====== Available data
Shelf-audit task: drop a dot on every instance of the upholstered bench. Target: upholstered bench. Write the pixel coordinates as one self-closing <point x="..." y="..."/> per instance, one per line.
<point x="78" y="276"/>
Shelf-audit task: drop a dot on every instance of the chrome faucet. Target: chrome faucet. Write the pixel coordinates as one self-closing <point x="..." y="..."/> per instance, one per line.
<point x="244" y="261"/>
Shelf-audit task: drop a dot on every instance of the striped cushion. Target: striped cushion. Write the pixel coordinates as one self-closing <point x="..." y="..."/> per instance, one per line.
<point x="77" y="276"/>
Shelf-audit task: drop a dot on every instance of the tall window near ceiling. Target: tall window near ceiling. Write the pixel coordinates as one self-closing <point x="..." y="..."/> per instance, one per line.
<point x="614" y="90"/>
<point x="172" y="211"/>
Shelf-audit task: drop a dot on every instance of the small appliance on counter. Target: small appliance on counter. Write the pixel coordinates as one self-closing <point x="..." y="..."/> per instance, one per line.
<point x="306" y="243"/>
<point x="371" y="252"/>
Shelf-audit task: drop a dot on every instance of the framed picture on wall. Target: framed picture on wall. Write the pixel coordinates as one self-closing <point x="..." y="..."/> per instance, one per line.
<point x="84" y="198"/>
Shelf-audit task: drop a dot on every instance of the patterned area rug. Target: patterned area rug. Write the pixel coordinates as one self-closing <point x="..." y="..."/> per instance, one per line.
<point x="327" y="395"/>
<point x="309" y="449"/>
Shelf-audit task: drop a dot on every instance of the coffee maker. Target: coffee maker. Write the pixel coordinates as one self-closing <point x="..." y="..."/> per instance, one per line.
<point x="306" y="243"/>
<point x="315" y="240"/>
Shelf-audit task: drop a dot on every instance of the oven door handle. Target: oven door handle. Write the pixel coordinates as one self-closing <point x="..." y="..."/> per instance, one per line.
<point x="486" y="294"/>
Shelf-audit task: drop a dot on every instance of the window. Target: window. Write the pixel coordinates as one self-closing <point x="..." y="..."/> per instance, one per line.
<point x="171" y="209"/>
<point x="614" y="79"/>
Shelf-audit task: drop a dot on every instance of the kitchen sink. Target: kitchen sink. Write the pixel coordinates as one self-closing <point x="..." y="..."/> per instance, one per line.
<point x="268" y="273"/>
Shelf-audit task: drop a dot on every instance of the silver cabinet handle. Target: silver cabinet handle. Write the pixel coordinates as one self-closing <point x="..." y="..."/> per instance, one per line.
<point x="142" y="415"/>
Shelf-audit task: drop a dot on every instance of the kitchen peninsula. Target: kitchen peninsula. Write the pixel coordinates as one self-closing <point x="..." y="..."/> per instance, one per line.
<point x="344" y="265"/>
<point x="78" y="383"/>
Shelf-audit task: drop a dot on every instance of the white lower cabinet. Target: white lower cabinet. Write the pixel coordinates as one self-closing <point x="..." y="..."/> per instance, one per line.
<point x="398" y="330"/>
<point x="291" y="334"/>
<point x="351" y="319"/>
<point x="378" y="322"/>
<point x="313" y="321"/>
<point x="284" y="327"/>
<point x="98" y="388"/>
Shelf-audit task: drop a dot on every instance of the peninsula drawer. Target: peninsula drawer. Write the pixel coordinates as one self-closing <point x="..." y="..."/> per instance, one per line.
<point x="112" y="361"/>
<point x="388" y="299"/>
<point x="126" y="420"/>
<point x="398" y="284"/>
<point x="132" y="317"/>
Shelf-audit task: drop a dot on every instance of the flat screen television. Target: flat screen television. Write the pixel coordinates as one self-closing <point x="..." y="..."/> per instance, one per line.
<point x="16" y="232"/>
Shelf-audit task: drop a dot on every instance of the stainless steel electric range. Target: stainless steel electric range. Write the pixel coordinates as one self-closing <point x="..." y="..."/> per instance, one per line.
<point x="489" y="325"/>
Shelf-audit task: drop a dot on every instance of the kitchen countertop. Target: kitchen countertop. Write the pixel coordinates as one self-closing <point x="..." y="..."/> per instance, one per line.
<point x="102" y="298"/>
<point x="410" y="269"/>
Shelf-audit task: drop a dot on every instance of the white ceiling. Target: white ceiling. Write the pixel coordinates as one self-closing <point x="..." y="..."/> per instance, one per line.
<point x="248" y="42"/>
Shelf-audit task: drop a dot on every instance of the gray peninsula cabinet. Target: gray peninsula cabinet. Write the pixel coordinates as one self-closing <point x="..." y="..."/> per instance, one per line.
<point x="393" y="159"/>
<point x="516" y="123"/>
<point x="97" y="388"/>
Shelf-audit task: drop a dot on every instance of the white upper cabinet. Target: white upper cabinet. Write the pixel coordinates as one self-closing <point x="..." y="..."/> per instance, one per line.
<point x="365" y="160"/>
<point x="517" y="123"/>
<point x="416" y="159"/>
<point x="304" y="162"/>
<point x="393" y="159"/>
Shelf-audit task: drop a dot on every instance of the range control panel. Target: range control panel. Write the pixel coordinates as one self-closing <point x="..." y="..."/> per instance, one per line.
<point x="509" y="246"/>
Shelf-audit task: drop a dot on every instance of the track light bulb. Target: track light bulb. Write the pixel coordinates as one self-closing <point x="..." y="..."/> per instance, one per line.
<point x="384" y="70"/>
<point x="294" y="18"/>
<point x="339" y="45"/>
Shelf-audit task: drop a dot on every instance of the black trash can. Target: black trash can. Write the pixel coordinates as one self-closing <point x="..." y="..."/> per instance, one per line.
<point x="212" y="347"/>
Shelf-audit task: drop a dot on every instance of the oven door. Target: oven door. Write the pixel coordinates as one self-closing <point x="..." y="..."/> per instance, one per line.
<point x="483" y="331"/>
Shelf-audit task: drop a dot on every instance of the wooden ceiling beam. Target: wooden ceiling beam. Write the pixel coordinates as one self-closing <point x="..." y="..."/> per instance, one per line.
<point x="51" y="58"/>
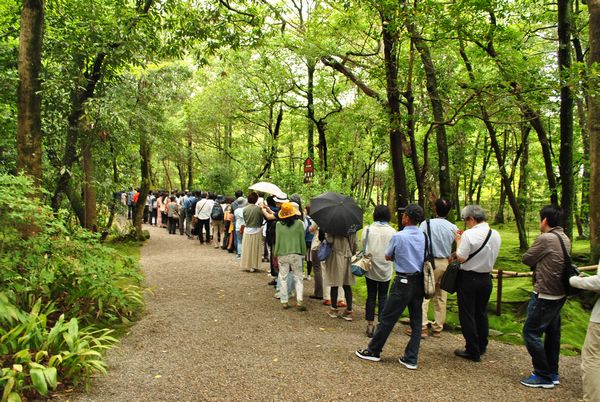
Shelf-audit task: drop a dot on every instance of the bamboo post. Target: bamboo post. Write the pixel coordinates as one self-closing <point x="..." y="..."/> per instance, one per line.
<point x="499" y="294"/>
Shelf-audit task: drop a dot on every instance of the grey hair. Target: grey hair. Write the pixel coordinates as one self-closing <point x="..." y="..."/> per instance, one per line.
<point x="473" y="211"/>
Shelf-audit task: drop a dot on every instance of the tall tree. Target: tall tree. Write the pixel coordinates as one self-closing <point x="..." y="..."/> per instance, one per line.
<point x="594" y="129"/>
<point x="437" y="107"/>
<point x="29" y="126"/>
<point x="566" y="114"/>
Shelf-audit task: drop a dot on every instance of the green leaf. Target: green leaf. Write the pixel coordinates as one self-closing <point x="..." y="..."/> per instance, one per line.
<point x="39" y="381"/>
<point x="14" y="397"/>
<point x="40" y="355"/>
<point x="8" y="388"/>
<point x="51" y="376"/>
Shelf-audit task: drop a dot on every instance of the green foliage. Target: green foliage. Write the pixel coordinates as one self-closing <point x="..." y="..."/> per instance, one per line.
<point x="36" y="351"/>
<point x="58" y="289"/>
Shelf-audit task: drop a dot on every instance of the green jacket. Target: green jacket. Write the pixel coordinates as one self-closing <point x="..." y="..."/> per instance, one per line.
<point x="253" y="216"/>
<point x="289" y="239"/>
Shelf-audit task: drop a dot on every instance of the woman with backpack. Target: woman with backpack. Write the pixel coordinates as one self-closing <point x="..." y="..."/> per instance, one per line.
<point x="338" y="272"/>
<point x="252" y="234"/>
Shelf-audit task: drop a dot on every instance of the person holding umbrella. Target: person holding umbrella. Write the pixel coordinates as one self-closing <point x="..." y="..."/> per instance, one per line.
<point x="407" y="250"/>
<point x="290" y="248"/>
<point x="339" y="218"/>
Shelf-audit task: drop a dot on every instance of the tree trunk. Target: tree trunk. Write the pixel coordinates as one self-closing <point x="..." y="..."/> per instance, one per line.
<point x="181" y="172"/>
<point x="566" y="114"/>
<point x="115" y="201"/>
<point x="530" y="114"/>
<point x="512" y="200"/>
<point x="78" y="97"/>
<point x="29" y="98"/>
<point x="390" y="49"/>
<point x="310" y="108"/>
<point x="168" y="177"/>
<point x="583" y="214"/>
<point x="522" y="195"/>
<point x="145" y="173"/>
<point x="274" y="131"/>
<point x="190" y="164"/>
<point x="322" y="146"/>
<point x="89" y="191"/>
<point x="410" y="110"/>
<point x="594" y="132"/>
<point x="437" y="109"/>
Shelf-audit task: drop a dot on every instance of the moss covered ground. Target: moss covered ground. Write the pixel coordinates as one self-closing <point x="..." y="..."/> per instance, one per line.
<point x="515" y="295"/>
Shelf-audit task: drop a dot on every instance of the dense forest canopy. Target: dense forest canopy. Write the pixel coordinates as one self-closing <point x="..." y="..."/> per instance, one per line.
<point x="490" y="102"/>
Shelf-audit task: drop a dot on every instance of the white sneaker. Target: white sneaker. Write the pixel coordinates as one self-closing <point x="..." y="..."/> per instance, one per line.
<point x="406" y="364"/>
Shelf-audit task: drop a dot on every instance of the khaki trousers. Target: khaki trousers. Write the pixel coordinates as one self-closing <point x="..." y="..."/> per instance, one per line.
<point x="218" y="232"/>
<point x="439" y="298"/>
<point x="590" y="363"/>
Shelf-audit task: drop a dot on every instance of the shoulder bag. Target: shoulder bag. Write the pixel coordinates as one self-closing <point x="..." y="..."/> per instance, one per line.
<point x="428" y="265"/>
<point x="569" y="270"/>
<point x="324" y="250"/>
<point x="361" y="261"/>
<point x="450" y="278"/>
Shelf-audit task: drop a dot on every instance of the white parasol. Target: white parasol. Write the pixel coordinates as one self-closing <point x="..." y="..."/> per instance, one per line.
<point x="266" y="187"/>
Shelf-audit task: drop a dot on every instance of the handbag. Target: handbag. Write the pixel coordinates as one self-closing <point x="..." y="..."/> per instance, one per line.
<point x="428" y="266"/>
<point x="324" y="250"/>
<point x="569" y="270"/>
<point x="360" y="263"/>
<point x="449" y="280"/>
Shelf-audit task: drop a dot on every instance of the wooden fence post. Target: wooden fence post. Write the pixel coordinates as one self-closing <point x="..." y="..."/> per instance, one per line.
<point x="499" y="294"/>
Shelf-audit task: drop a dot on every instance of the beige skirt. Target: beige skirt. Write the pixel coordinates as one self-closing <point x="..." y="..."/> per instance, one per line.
<point x="251" y="250"/>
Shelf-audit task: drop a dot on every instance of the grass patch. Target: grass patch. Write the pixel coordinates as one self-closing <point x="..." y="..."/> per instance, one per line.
<point x="515" y="296"/>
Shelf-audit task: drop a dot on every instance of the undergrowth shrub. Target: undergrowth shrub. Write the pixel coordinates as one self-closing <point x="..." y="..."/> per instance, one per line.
<point x="60" y="292"/>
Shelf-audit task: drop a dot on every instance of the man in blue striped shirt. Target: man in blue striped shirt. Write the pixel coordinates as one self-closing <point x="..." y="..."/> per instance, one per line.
<point x="407" y="250"/>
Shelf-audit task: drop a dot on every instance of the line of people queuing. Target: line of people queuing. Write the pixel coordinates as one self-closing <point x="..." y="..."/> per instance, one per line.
<point x="278" y="230"/>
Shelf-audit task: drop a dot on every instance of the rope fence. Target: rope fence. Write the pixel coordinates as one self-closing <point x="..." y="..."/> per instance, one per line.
<point x="500" y="274"/>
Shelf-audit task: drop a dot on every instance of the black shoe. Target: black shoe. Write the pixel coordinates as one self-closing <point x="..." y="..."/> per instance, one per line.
<point x="366" y="354"/>
<point x="465" y="355"/>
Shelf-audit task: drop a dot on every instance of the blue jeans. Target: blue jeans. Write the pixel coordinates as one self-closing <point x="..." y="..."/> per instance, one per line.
<point x="406" y="291"/>
<point x="543" y="317"/>
<point x="238" y="241"/>
<point x="376" y="296"/>
<point x="473" y="294"/>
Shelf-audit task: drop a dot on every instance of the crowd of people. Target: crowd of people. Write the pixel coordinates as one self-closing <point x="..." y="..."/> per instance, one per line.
<point x="260" y="228"/>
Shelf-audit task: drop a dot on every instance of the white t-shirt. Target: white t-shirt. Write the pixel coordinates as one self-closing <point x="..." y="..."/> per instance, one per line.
<point x="203" y="208"/>
<point x="470" y="242"/>
<point x="239" y="218"/>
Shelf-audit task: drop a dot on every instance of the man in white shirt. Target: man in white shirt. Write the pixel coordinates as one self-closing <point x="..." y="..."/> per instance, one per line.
<point x="203" y="209"/>
<point x="476" y="249"/>
<point x="441" y="237"/>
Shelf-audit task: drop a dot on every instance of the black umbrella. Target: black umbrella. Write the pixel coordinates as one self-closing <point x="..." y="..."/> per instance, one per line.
<point x="336" y="214"/>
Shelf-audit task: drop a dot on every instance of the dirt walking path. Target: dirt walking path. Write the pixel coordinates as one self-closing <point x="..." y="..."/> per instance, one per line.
<point x="214" y="332"/>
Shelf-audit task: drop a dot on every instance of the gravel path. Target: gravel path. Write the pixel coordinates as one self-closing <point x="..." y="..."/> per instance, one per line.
<point x="214" y="332"/>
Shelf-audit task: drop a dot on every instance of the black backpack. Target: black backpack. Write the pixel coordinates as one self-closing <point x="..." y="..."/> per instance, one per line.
<point x="192" y="207"/>
<point x="217" y="213"/>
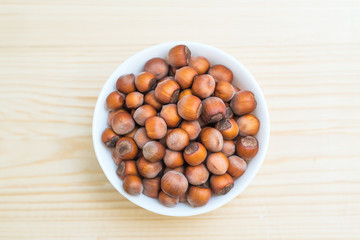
============
Your task
Return every line of the entries above that contains the string "shirt", copying each line in full.

Solution for this exercise
Shelf-audit task: drop a dot on every instance of the man in blue striped shirt. Target: man in blue striped shirt. Write the pixel coordinates as one self-closing <point x="..." y="..."/> per instance, one per line.
Shelf-audit task: drop a dot on every instance of the white t-shirt. Target: white t-shirt. Write the pixel coordinates as one self-closing <point x="..." y="..."/> per instance, one per line.
Shelf-audit task: drop a dot on every instance of the man in white shirt. Target: man in white shirt. Write the pixel coordinates as one self-closing <point x="..." y="..."/> per instance, one per line.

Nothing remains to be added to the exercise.